### Point labeling dataset excerpts
--------

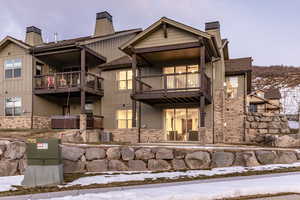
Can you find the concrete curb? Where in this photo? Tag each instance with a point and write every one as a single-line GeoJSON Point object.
{"type": "Point", "coordinates": [101, 190]}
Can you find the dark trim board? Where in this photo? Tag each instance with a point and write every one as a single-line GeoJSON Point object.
{"type": "Point", "coordinates": [172, 98]}
{"type": "Point", "coordinates": [167, 48]}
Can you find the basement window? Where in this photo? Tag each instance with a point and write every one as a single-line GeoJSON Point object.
{"type": "Point", "coordinates": [124, 118]}
{"type": "Point", "coordinates": [124, 79]}
{"type": "Point", "coordinates": [12, 68]}
{"type": "Point", "coordinates": [232, 87]}
{"type": "Point", "coordinates": [13, 106]}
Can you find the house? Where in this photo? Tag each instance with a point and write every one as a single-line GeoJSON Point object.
{"type": "Point", "coordinates": [169, 82]}
{"type": "Point", "coordinates": [264, 101]}
{"type": "Point", "coordinates": [50, 84]}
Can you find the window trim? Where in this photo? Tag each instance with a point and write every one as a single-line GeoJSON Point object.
{"type": "Point", "coordinates": [14, 107]}
{"type": "Point", "coordinates": [128, 120]}
{"type": "Point", "coordinates": [13, 68]}
{"type": "Point", "coordinates": [127, 80]}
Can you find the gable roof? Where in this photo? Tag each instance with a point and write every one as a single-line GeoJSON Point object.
{"type": "Point", "coordinates": [9, 39]}
{"type": "Point", "coordinates": [238, 65]}
{"type": "Point", "coordinates": [210, 38]}
{"type": "Point", "coordinates": [273, 93]}
{"type": "Point", "coordinates": [84, 40]}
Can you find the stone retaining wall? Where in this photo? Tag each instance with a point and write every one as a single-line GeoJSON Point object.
{"type": "Point", "coordinates": [258, 124]}
{"type": "Point", "coordinates": [102, 158]}
{"type": "Point", "coordinates": [24, 122]}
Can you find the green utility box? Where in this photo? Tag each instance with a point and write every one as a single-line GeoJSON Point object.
{"type": "Point", "coordinates": [44, 163]}
{"type": "Point", "coordinates": [43, 151]}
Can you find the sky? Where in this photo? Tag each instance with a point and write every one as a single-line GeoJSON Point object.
{"type": "Point", "coordinates": [266, 30]}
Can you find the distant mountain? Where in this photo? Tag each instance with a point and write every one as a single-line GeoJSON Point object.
{"type": "Point", "coordinates": [286, 78]}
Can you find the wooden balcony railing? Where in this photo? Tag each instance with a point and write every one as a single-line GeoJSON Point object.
{"type": "Point", "coordinates": [67, 80]}
{"type": "Point", "coordinates": [176, 82]}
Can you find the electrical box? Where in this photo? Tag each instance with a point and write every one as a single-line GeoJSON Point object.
{"type": "Point", "coordinates": [43, 151]}
{"type": "Point", "coordinates": [44, 163]}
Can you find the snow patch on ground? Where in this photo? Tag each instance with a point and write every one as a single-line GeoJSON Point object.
{"type": "Point", "coordinates": [109, 178]}
{"type": "Point", "coordinates": [203, 191]}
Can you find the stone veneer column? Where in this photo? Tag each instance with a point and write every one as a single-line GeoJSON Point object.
{"type": "Point", "coordinates": [219, 116]}
{"type": "Point", "coordinates": [82, 123]}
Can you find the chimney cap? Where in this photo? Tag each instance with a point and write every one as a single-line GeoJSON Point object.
{"type": "Point", "coordinates": [212, 25]}
{"type": "Point", "coordinates": [34, 30]}
{"type": "Point", "coordinates": [104, 15]}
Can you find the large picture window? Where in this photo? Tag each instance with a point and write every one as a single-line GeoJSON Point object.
{"type": "Point", "coordinates": [12, 68]}
{"type": "Point", "coordinates": [13, 106]}
{"type": "Point", "coordinates": [232, 86]}
{"type": "Point", "coordinates": [124, 79]}
{"type": "Point", "coordinates": [185, 76]}
{"type": "Point", "coordinates": [124, 118]}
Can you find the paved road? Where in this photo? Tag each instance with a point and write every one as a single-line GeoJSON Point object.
{"type": "Point", "coordinates": [101, 190]}
{"type": "Point", "coordinates": [287, 197]}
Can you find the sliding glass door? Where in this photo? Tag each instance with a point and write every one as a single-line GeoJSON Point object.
{"type": "Point", "coordinates": [180, 122]}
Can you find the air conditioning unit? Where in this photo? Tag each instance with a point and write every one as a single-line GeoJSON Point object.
{"type": "Point", "coordinates": [106, 137]}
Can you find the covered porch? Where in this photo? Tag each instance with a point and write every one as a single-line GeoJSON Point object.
{"type": "Point", "coordinates": [67, 82]}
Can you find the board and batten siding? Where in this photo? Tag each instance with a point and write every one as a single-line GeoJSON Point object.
{"type": "Point", "coordinates": [16, 87]}
{"type": "Point", "coordinates": [175, 36]}
{"type": "Point", "coordinates": [110, 48]}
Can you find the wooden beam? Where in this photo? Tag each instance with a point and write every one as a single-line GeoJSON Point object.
{"type": "Point", "coordinates": [167, 48]}
{"type": "Point", "coordinates": [134, 68]}
{"type": "Point", "coordinates": [82, 80]}
{"type": "Point", "coordinates": [202, 112]}
{"type": "Point", "coordinates": [165, 30]}
{"type": "Point", "coordinates": [56, 52]}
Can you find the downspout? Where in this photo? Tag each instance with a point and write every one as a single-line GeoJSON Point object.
{"type": "Point", "coordinates": [32, 88]}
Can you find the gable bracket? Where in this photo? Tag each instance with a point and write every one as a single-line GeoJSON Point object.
{"type": "Point", "coordinates": [165, 29]}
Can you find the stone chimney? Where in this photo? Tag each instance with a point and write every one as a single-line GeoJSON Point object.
{"type": "Point", "coordinates": [33, 36]}
{"type": "Point", "coordinates": [213, 28]}
{"type": "Point", "coordinates": [104, 24]}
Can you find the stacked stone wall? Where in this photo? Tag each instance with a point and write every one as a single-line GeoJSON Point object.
{"type": "Point", "coordinates": [103, 158]}
{"type": "Point", "coordinates": [259, 124]}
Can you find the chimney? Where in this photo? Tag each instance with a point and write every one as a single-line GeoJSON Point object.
{"type": "Point", "coordinates": [33, 36]}
{"type": "Point", "coordinates": [104, 24]}
{"type": "Point", "coordinates": [213, 28]}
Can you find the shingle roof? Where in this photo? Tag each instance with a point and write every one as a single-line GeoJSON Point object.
{"type": "Point", "coordinates": [79, 39]}
{"type": "Point", "coordinates": [273, 93]}
{"type": "Point", "coordinates": [238, 65]}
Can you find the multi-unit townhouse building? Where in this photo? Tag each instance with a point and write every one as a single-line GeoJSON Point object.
{"type": "Point", "coordinates": [169, 82]}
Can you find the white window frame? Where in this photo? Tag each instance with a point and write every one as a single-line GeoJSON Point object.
{"type": "Point", "coordinates": [14, 106]}
{"type": "Point", "coordinates": [127, 119]}
{"type": "Point", "coordinates": [127, 80]}
{"type": "Point", "coordinates": [14, 66]}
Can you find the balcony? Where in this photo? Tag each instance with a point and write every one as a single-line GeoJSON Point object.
{"type": "Point", "coordinates": [67, 82]}
{"type": "Point", "coordinates": [172, 89]}
{"type": "Point", "coordinates": [73, 122]}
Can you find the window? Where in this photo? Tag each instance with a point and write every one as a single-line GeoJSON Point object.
{"type": "Point", "coordinates": [124, 79]}
{"type": "Point", "coordinates": [124, 118]}
{"type": "Point", "coordinates": [232, 86]}
{"type": "Point", "coordinates": [186, 76]}
{"type": "Point", "coordinates": [253, 108]}
{"type": "Point", "coordinates": [13, 68]}
{"type": "Point", "coordinates": [13, 106]}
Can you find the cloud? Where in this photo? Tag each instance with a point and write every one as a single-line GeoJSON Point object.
{"type": "Point", "coordinates": [266, 31]}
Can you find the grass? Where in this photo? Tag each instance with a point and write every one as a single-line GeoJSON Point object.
{"type": "Point", "coordinates": [71, 177]}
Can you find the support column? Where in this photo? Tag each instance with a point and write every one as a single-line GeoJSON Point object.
{"type": "Point", "coordinates": [134, 67]}
{"type": "Point", "coordinates": [82, 80]}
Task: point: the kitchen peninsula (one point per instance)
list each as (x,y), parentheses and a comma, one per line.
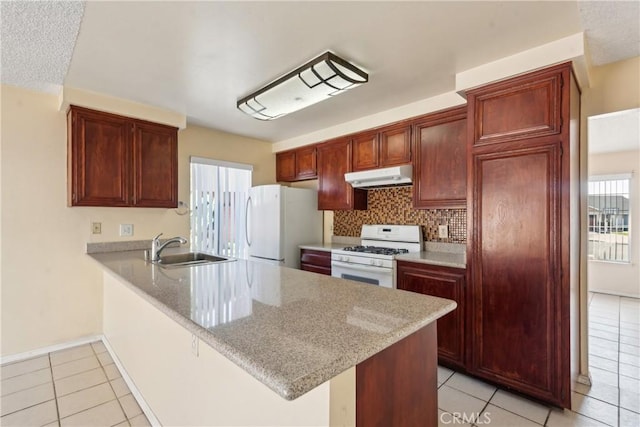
(332,350)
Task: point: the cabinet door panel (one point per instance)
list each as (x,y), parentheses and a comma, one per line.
(445,283)
(286,166)
(516,219)
(395,146)
(99,160)
(518,110)
(334,193)
(305,164)
(365,151)
(155,166)
(440,158)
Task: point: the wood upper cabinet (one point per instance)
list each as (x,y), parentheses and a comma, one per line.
(440,159)
(395,145)
(388,146)
(297,165)
(119,161)
(365,151)
(315,261)
(525,107)
(334,193)
(441,282)
(524,192)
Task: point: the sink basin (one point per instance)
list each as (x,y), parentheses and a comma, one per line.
(190,259)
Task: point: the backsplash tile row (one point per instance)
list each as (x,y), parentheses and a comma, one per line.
(395,206)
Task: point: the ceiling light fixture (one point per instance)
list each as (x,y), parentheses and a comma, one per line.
(319,79)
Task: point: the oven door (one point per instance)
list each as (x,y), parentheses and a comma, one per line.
(380,276)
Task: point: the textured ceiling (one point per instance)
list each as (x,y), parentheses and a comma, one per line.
(612,29)
(198,58)
(37,42)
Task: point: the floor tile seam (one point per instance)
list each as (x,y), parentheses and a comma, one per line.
(24,373)
(84,388)
(55,393)
(88,409)
(469,394)
(27,407)
(515,413)
(23,390)
(600,400)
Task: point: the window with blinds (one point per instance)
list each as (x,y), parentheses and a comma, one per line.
(609,213)
(219,194)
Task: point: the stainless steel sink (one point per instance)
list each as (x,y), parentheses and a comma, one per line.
(190,259)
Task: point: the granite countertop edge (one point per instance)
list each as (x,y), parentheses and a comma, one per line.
(288,390)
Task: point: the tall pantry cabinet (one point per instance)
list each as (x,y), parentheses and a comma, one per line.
(522,210)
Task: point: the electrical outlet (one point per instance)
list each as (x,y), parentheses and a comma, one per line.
(126,230)
(195,344)
(96,227)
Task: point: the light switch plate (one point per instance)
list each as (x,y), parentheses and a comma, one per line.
(126,230)
(96,227)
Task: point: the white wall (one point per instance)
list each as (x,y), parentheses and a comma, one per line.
(51,292)
(616,278)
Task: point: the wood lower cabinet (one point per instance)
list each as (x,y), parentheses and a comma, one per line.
(117,161)
(315,261)
(334,193)
(297,165)
(440,160)
(444,282)
(523,192)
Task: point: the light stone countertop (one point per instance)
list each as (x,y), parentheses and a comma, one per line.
(326,247)
(290,329)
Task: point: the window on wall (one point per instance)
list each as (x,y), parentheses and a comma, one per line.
(609,214)
(219,194)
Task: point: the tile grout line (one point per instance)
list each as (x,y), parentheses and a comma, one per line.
(55,392)
(126,417)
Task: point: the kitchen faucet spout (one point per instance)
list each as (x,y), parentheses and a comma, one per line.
(157,248)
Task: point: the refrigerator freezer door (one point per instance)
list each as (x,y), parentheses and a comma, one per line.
(265,217)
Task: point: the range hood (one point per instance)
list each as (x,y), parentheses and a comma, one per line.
(376,178)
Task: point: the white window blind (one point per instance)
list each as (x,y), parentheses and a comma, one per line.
(609,217)
(219,193)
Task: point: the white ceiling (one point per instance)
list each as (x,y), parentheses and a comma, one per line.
(619,131)
(198,58)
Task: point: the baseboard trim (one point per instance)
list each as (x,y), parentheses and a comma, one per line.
(584,379)
(153,420)
(49,349)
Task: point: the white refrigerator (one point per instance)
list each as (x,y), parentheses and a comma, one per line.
(279,219)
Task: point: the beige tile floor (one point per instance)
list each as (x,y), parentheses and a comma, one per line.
(79,386)
(82,387)
(613,399)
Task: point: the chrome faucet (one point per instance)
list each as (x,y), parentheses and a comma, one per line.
(156,247)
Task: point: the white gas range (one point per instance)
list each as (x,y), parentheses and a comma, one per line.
(374,261)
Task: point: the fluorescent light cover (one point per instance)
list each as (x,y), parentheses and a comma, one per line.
(323,77)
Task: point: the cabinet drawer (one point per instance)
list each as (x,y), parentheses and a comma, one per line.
(317,258)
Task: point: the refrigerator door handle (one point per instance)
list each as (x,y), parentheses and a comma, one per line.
(246,221)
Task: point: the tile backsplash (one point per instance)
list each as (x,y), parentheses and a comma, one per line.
(395,206)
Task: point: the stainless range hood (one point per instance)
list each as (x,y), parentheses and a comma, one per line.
(377,178)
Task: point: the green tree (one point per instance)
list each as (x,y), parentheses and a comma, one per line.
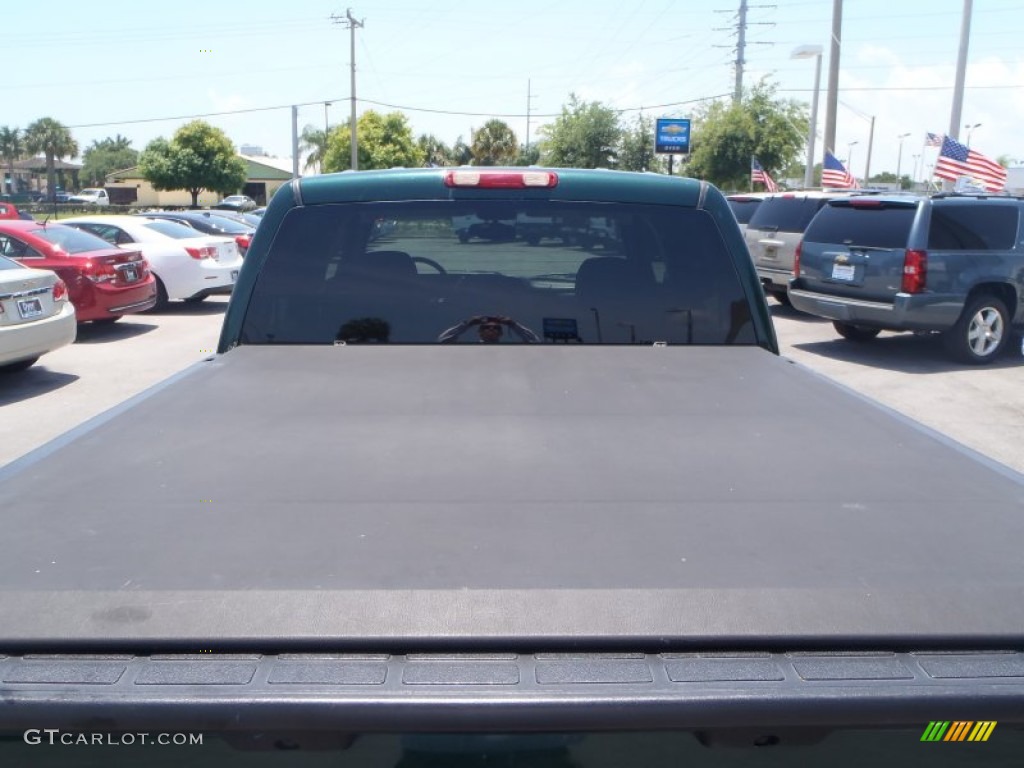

--------

### PROBLEM
Copy out everything from the line containing "Task: point: the fluorescent" down to the end of the rows, requests included, and shift every x and y coordinate in the answers by -25. Leave the pictures out of your reply.

### EXPECTED OUTPUT
Task: point: the fluorescent light cover (one point per instance)
list each as (x,y), parentheses and a comma, one per line.
(298,52)
Task: point: the cabinet drawer (one point per instance)
list each as (x,y), parentheses and a comma, one per line.
(292,233)
Task: point: the refrigerator door handle (one point per instance)
list each as (x,y), parentheses and a comma, one per line.
(221,196)
Task: point: the tile backsplash (one point per instance)
list each as (x,y), parentheses and a comma, one per line.
(370,181)
Task: point: the stainless range hood (one point per instance)
list each as (x,y), parentheses and a comma, one per line.
(352,153)
Task: point: the green tree (one point per instance)
list each as (x,y), parentheses and a comma, one per line.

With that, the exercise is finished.